** START **
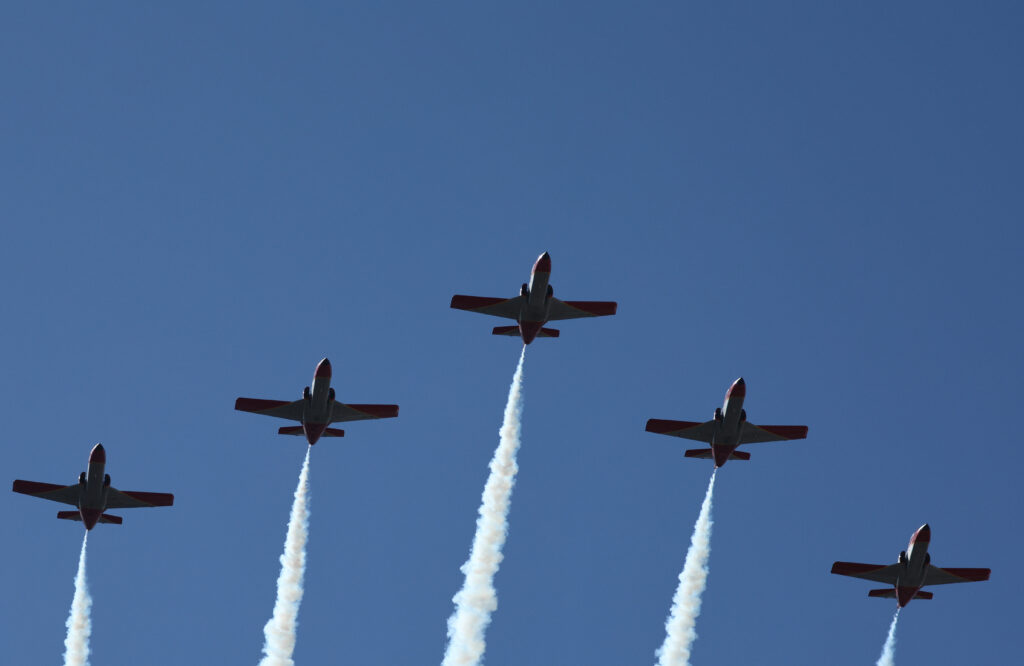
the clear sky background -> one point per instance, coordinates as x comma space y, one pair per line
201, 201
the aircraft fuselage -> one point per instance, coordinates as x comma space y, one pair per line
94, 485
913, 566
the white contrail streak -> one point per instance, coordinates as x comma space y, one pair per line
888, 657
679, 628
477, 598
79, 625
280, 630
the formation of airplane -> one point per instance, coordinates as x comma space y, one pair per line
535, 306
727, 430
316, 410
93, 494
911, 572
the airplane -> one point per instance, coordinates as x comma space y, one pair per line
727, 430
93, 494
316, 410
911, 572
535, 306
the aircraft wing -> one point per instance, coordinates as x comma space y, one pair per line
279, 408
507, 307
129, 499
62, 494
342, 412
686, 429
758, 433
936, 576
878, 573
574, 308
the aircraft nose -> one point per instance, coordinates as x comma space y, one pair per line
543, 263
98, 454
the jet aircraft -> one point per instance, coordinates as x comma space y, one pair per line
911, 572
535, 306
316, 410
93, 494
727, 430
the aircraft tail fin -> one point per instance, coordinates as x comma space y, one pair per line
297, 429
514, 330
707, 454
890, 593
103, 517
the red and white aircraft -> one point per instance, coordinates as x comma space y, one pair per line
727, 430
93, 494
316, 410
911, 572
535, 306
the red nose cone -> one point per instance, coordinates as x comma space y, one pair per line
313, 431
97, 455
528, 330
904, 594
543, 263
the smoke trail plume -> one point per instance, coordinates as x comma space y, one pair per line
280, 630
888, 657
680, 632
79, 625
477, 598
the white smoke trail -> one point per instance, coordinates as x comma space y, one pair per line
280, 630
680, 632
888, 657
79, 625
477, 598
** END **
Your goal
Every record is to be reproduced exactly, with no pictures included.

Exercise answer
the clear sky background -> one point per instance, coordinates as x comma space y, one pair per line
201, 201
the aircraft fuselage -> one point per instance, coordinates as x comma space y, one pair per line
94, 485
913, 566
the white contrail streak -> one point per instance, coordinates as x comma space y, one pair per line
888, 657
679, 628
477, 598
79, 625
280, 630
the formation of airplane -> one point per instance, coordinates as x comma space y, one pair per line
535, 306
727, 430
316, 410
93, 494
911, 572
the airplane -> one point per instance, coordinates as x comma space y, one pair per line
727, 430
93, 494
316, 410
911, 572
535, 306
the aircraft wing -> one point per instance, coordinates as x comma space y, one pair per line
279, 408
507, 307
129, 499
62, 494
342, 412
686, 429
758, 433
936, 576
878, 573
574, 308
the aircraft nose -> one point per instance, coordinates as x comma space y, one pair per line
543, 263
98, 454
the jet aircraft -> one point per instance, coordinates as x comma space y, one pair per line
911, 572
535, 306
316, 410
93, 494
727, 430
the aircraft tail fin -> one point per instance, coordinates as x comma space y, one pair per line
297, 429
514, 330
707, 454
890, 593
103, 517
the red and white aircraft -> one point per instance, coordinates as x comma space y, one pair per line
727, 430
93, 494
316, 410
911, 572
535, 306
the red nose cone -> one point per instance, coordinates as x comma space y, one pair per line
313, 431
97, 455
528, 330
904, 594
543, 263
the smoke trail plume -> one point per instance, coordinates as x comma space y, one pair per line
280, 630
888, 657
680, 632
79, 625
477, 598
the white smoke trail -> one point per instance, coordinates as x comma space y, one pair per line
280, 630
680, 632
888, 657
79, 625
477, 598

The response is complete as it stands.